▸ To do
Where the listing below has a line containing "Where can the blue sky", output that line and all lines after it, verbatim, and no others.

▸ Input data
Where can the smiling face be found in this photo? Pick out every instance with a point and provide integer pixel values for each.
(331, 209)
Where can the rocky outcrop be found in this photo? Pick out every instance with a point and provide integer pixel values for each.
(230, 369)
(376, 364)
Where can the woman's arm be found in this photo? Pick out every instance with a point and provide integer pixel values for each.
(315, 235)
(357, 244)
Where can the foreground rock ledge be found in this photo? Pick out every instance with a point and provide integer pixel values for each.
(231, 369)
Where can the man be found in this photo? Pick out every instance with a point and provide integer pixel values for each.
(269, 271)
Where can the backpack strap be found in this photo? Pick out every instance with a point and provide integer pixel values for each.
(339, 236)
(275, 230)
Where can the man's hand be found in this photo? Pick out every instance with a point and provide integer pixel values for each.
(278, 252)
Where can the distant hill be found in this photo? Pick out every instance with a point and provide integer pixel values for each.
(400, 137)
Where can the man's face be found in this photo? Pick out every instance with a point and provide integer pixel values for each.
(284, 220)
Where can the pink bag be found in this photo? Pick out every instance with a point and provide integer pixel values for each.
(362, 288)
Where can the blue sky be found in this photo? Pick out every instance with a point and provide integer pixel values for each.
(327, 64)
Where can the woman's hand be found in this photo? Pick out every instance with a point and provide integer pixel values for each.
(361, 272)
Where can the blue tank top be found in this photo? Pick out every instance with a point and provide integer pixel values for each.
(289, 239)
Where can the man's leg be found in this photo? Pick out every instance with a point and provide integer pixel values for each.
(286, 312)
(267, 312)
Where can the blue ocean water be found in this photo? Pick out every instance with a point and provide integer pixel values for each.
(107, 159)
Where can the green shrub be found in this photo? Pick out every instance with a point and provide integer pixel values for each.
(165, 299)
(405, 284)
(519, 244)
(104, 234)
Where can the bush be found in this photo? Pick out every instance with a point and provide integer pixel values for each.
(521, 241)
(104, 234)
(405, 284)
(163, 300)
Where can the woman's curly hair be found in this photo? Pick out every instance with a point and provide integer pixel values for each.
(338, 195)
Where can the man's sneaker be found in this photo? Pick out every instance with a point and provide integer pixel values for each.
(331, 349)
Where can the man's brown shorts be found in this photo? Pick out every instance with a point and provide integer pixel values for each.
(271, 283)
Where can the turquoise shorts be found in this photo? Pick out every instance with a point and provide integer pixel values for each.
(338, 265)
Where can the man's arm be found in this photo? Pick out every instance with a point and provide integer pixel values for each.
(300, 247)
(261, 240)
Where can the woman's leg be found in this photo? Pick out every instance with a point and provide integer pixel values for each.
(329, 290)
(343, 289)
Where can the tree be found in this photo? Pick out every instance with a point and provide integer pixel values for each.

▸ Answer box
Where can the blue sky be found in this photo? Pick out every instance with a point and provide integer pixel values for each.
(327, 64)
Where can the woman's hand be found in this photo? Pick out every instance with a point and provide integer pixel values for each.
(361, 272)
Where can the blue tank top be found in this photo? Pick out every instance with a point and provide integer pixel values for each.
(289, 239)
Where can the man's leg be found in this photo? Pick out every instance with a point and provide integer pixel values for each.
(286, 312)
(267, 312)
Where can the blue ocean water be found in this photo? Pick out every instance with a point and provide integer pixel values for each.
(107, 159)
Where can the green shrub be found in this photo? Pick out every instance with a point and provide integer pixel values for each.
(165, 299)
(405, 284)
(519, 244)
(104, 234)
Where can the bush be found in this photo? Pick out every instance with a point and provide integer pixel values for each.
(521, 241)
(104, 234)
(405, 284)
(163, 300)
Where can the woman's curly hair be found in this photo? Pick out every instance with a point and provide integer pixel values for each.
(338, 195)
Where can the man's sneaker be found in this photo? Pick out every instance with a point and provide integer pixel values for each.
(331, 349)
Where can the man's brown shorts be found in this photo? Pick out every instance with a point and provide integer pixel values for each.
(271, 283)
Where can the turquoise shorts be found in this photo? Pick out every instance with a point and provide integer pixel values for each.
(338, 265)
Where can the man's arm be found in this photo? Pick out every instance with a point and provide integer pixel values for each.
(300, 247)
(261, 240)
Where can the woman's leg be found in this photo? Pick out every instance with a point and provide integer pixel values for each.
(329, 290)
(343, 289)
Where can the tree be found in this photo? Pick out every instance with a point and provide integer pixel values for each.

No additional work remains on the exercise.